Lynnsie Elam

Sooners Softball Captain Keeping Eyes Open and Heart Grateful

She has been a part of one NCAA title, three Big 12 regular season titles and two Big 12 championships. She brought a history of success from Chickasha – four district, three regional and two state high school championships.

Scanning the Sooner dugout, you might skip over her as you see other familiar faces. Lynnsie Elam has something none of them have, the captain’s C, and what she has done in that role in three years makes this program special.

Lynnsie arrived at OU in 2018 and saw limited action as a true freshman. She started 61 games in 2019, then her teammates elected her co-captain for 2020. By March 2020, Lynnsie and her Sooner team had packed up for the season, returning to their homes as COVID had shut down the season and life in general.

“We had played five weeks of the spring season and were just about to start Big 12 play,” Lynnsie said. “I spent a lot of time that spring trying to calm the storm because we were going through something none of us had faced. We had to do so much on our own because nothing was open. You had to be very creative, and we spent a lot of time sharing information as we got it. We did so much to stay connected, even though we weren’t in Norman.”

After five months, she and her Sooner team returned to Norman and began the process of defining a new normal. She was elected captain by her team once again. In addition to the familiar C on her jersey, Lynnsie had become a threat in the batter’s box. She hit a career-high .346 and set career bests in homers, slugging percentage, RBI and on-base percentage.

She and her Sooners rolled through the regular season into the Big 12 Championship to add another trophy. OU added the regional and super regional titles to qualify for the Women’s College World Series. OU lost its first game, then won four to advance to the championship final. The Sooners again lost the first game before taking the next two on the way to a fifth national title.

Through it all, the Sooner captain, who began catching as a young softball player, kept hearing her mom’s voice, telling her to lead by example and with her work ethic. She also heard former Sooners sharing their wisdom.

“This program has a culture that current leaders pass what they know to future leaders,” Lynnsie explained. “I was learning how to be a leader by following Kelsey (Arnold), Caleigh (Clifton) and Sydney (Romero). It’s a trickle-down process as we help each other and pass things along older to younger.”

The leadership role is important to Lynnsie, but she has a bigger purpose.

“We learned through COVID that we need to value every time we step on the field. I want to use it as my pedestal. We are so blessed to be able to play this game in this place. I want to share those gifts and where they come from with others. Keep my eyes open and my heart grateful. I am so conscious of what I have been given and am thankful for those gifts from God.

“Coach Gasso has a definite goal. She says we come in as girls and leave as women,” Lynnsie continues. “We value that so much because it is a very special focus. She is growing us as people.”

OU’s fifth-year senior leader has a clear path.

“It is important to me to take it day by day and have no regrets. I need to stay in the moment and keep getting better. That way, the process and the program continue to improve.”

When she no longer wears the captain’s C, the program will continue to excel, and she will leave as a true winner.

## TASKS
1. In the profile of Lynnsie Elam, what batting average did she hit in the season after her team returned to Norman?
2. Retype the profile of Lynnsie Elam from "Sooners Softball Captain" up to and including "this program special.".
3. List the former Sooners that the profile of Lynnsie Elam says she followed while learning how to be a leader.

(Referring expression pointing data)
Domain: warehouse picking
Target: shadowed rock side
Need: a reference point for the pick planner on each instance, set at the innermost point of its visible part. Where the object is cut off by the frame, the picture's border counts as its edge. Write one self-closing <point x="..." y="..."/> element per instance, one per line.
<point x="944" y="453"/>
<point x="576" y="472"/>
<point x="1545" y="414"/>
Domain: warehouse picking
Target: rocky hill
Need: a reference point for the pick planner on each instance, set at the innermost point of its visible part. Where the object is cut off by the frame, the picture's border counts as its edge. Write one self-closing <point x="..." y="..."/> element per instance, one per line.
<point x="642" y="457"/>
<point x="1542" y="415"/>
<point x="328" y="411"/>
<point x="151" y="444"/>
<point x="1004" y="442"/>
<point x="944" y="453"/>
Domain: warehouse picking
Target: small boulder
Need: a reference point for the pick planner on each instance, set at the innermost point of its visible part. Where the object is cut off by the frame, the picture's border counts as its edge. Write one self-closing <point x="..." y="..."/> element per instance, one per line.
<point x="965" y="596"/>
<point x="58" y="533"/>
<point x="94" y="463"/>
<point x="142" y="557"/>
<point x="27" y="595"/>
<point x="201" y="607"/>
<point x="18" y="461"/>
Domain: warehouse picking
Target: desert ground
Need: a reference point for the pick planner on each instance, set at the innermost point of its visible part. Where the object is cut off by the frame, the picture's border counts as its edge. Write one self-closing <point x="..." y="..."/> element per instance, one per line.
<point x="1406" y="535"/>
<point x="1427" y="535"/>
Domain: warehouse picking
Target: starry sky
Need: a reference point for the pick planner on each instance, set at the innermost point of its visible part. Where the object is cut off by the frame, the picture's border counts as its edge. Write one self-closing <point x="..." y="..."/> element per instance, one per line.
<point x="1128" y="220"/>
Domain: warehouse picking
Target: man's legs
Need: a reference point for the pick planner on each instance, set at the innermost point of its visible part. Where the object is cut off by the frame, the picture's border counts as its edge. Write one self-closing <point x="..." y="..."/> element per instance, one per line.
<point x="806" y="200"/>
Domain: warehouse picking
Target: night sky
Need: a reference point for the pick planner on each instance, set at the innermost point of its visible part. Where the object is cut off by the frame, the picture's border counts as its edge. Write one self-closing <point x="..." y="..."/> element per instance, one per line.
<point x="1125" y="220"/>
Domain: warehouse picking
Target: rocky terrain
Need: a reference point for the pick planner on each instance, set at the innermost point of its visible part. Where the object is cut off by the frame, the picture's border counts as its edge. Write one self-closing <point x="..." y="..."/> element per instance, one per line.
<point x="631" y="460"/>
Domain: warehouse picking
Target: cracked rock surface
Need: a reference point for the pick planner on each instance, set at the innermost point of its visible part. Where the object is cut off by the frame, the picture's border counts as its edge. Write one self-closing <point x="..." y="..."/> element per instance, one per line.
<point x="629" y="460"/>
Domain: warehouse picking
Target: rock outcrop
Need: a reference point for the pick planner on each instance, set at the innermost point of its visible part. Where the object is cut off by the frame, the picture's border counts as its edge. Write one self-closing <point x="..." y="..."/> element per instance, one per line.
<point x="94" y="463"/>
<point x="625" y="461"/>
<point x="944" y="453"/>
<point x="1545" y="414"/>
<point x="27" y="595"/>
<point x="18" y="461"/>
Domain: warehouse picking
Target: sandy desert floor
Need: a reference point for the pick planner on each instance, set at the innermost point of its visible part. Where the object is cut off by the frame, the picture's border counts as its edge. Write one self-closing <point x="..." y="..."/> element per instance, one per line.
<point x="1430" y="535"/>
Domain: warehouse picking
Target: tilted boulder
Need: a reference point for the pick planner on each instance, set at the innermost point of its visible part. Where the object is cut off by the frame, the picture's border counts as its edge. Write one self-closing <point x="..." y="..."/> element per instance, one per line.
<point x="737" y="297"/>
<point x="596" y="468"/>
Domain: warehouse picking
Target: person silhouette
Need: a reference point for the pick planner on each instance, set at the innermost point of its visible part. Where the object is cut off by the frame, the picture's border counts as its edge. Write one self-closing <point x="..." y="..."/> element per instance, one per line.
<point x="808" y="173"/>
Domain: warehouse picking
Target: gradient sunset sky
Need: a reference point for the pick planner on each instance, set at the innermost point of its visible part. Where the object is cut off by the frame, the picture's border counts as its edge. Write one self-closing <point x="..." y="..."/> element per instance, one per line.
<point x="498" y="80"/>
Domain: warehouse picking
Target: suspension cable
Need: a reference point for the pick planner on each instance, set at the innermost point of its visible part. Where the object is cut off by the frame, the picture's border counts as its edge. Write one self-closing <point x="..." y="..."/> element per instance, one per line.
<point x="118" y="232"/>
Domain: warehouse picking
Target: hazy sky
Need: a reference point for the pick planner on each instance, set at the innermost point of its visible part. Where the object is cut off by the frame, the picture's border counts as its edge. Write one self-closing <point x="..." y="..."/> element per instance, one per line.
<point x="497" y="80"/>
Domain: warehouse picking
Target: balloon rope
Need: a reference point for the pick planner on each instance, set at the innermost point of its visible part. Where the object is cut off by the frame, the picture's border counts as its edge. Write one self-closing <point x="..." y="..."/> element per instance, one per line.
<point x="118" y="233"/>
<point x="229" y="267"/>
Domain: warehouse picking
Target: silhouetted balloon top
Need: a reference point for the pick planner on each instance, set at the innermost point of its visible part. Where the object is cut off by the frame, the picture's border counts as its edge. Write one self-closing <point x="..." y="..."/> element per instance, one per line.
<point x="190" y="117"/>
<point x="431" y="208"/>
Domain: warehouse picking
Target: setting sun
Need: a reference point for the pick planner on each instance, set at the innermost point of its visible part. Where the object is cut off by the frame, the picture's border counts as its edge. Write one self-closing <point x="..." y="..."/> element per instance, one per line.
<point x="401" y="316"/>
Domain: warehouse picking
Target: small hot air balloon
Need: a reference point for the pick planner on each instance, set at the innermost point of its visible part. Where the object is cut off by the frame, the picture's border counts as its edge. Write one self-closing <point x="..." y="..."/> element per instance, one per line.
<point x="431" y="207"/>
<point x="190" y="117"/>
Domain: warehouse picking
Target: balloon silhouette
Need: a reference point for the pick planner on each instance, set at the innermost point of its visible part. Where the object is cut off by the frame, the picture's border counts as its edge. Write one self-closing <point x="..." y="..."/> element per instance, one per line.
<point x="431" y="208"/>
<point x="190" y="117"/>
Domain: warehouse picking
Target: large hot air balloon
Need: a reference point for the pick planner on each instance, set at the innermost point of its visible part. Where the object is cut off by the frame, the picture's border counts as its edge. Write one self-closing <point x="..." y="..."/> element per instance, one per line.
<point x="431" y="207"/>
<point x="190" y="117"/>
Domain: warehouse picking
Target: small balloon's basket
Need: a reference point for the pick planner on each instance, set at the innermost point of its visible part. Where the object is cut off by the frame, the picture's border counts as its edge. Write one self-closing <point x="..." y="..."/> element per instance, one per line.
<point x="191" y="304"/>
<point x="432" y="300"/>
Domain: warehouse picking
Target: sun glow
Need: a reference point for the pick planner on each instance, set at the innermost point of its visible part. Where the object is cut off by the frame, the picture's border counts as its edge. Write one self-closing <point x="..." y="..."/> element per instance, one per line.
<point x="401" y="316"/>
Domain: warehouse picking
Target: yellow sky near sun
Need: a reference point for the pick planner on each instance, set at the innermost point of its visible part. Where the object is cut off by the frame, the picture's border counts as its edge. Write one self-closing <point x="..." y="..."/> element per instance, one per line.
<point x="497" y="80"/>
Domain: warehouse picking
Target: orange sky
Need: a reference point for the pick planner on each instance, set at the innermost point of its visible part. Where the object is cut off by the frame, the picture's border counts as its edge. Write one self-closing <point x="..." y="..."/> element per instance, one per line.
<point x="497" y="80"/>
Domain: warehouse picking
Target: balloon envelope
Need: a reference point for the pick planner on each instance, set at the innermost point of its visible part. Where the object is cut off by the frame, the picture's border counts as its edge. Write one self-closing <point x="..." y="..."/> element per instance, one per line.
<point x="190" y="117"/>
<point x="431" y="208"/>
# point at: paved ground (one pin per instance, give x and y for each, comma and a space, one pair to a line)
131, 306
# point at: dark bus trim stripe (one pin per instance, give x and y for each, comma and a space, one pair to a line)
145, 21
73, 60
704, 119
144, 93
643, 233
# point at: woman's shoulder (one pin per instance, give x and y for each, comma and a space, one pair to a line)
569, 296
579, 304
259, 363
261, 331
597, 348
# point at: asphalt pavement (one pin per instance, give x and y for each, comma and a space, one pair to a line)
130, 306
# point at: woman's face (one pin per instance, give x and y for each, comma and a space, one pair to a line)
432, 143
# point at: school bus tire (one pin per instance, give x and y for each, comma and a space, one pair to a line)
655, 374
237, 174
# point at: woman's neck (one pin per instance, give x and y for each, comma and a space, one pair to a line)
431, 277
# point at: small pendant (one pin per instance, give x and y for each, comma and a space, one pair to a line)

## SOLUTIONS BELOW
1. She hit a career-high .346.

2.
Sooners Softball Captain Keeping Eyes Open and Heart Grateful

She has been a part of one NCAA title, three Big 12 regular season titles and two Big 12 championships. She brought a history of success from Chickasha – four district, three regional and two state high school championships.

Scanning the Sooner dugout, you might skip over her as you see other familiar faces. Lynnsie Elam has something none of them have, the captain’s C, and what she has done in that role in three years makes this program special.

3. Kelsey Arnold, Caleigh Clifton, Sydney Romero